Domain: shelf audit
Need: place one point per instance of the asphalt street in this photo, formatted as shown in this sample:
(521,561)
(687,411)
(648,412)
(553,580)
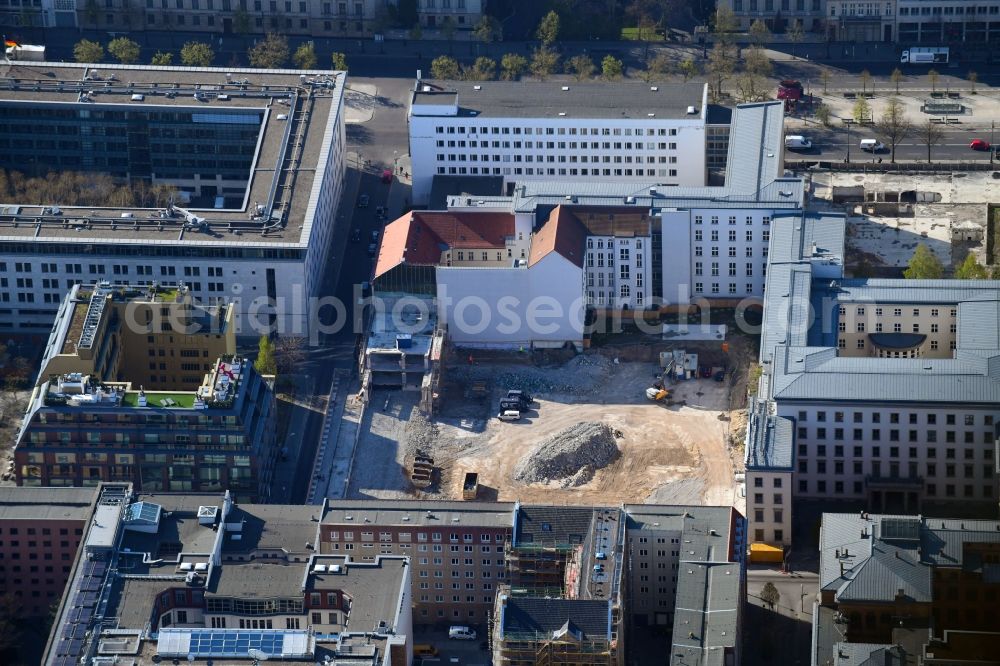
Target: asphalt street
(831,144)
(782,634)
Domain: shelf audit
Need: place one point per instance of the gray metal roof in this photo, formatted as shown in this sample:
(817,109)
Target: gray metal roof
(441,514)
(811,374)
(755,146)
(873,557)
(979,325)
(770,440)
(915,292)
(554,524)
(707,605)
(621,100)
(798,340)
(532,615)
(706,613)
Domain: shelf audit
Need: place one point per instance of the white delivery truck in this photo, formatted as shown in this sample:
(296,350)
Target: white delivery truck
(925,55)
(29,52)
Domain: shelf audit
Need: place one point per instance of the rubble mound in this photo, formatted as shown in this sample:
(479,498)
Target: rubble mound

▬▬▬▬▬▬

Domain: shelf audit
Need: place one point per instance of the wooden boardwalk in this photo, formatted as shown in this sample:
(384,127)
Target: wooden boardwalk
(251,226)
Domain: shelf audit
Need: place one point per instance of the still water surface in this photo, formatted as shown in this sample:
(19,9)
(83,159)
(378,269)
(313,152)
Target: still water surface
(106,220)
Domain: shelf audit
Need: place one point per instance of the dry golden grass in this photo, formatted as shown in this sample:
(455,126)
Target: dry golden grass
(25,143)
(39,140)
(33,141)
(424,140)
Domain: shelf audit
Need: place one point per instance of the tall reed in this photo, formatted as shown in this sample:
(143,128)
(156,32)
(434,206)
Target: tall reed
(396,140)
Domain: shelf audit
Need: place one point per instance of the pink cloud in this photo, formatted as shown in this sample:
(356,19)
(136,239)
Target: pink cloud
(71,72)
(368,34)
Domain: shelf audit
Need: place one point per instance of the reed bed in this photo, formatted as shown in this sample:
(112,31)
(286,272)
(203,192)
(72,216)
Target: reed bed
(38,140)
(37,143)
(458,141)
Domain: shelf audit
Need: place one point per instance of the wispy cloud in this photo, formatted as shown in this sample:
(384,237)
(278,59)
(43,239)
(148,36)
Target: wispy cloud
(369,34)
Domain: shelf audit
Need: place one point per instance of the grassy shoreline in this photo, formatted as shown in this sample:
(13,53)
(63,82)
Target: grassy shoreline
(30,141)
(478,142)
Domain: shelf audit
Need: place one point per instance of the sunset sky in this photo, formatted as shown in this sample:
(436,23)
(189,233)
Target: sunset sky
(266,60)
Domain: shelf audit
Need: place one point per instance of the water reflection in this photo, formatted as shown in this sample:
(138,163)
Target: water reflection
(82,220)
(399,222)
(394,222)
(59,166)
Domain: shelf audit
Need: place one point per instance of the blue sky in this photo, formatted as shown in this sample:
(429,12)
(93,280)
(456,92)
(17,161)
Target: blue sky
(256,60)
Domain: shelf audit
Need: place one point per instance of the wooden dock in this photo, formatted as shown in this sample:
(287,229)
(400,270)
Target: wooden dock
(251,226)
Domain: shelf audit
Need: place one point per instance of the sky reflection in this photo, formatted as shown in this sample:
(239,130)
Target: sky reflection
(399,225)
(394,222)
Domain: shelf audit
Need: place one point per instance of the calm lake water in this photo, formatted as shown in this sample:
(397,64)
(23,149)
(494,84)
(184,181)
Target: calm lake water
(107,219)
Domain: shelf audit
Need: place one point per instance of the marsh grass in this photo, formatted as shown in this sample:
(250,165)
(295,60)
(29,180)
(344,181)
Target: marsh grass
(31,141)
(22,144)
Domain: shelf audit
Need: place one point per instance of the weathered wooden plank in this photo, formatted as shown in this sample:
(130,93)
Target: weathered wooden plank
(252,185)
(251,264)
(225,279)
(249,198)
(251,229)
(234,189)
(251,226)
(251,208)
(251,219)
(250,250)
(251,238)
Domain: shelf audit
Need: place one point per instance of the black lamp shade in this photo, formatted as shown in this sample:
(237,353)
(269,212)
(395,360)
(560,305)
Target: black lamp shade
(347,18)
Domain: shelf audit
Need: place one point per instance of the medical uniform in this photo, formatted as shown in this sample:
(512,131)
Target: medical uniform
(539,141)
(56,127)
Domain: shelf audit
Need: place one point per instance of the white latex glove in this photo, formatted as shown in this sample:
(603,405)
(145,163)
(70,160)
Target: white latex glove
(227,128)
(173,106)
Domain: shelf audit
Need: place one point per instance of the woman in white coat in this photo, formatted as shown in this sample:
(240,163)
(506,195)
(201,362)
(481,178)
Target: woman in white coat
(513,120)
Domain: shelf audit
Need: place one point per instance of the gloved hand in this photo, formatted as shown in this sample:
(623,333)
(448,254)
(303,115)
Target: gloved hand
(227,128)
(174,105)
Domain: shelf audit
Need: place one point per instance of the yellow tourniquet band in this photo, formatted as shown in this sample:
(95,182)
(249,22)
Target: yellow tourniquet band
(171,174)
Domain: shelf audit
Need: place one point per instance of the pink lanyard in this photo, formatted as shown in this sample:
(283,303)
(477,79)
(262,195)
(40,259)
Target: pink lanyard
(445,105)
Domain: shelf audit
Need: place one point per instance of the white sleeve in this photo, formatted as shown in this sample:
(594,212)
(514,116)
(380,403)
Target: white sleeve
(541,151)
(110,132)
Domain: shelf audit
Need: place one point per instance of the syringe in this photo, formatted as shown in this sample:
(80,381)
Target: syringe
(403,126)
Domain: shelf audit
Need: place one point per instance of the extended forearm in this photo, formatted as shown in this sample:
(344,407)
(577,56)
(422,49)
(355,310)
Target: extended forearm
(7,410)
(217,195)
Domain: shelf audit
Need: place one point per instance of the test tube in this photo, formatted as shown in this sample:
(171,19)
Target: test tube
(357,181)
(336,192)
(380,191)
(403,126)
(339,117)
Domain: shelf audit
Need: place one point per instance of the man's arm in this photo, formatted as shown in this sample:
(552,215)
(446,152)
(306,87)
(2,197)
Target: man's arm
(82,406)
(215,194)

▬▬▬▬▬▬

● **Request**: List every line of the listing above that contains the string "reflection", copying each one in full. Case counts.

● **Exercise response**:
Need: place one point per instance of the water reflection in this photo, formatted as shown in this sample:
Target: water reflection
Need: place one point per instance of the sky reflection in this photo, formatted as shown in this sample:
Target: sky reflection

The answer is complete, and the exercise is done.